[Image box annotation records]
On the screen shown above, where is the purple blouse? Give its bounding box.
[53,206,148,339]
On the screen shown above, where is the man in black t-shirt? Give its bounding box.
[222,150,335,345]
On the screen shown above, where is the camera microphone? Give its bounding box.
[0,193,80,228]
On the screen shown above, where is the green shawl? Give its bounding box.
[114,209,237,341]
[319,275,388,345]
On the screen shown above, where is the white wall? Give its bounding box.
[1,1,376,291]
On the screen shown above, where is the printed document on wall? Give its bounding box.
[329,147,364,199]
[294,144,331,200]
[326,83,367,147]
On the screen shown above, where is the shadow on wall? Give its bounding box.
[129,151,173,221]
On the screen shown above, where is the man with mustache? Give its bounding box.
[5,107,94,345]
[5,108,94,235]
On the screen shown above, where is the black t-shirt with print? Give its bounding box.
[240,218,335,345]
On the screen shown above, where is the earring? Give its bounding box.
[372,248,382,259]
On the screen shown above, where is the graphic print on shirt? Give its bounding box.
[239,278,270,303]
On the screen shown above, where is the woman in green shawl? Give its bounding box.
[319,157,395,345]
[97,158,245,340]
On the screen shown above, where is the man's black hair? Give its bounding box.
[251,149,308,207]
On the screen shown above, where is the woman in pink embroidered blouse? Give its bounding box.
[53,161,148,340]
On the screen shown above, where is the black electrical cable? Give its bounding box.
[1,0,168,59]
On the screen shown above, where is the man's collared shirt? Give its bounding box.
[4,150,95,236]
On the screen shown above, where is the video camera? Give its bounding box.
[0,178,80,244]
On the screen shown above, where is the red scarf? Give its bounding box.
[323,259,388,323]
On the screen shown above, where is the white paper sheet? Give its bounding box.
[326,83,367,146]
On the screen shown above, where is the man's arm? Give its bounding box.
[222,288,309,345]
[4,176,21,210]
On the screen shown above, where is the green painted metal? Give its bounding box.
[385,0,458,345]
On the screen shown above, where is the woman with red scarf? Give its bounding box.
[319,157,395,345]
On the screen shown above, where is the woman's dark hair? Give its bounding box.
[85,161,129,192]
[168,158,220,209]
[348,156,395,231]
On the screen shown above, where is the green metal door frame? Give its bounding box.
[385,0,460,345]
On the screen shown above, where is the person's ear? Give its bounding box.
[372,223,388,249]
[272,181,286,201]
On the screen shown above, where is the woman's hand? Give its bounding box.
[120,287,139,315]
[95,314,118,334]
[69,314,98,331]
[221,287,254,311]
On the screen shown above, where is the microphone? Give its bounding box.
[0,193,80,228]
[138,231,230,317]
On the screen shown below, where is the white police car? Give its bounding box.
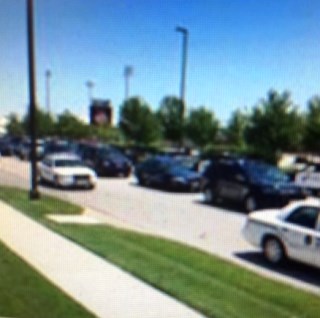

*WHAT YOU SHOULD DO*
Count the lines in the records above that contain the word "hair", and give only the number.

*SOLUTION*
2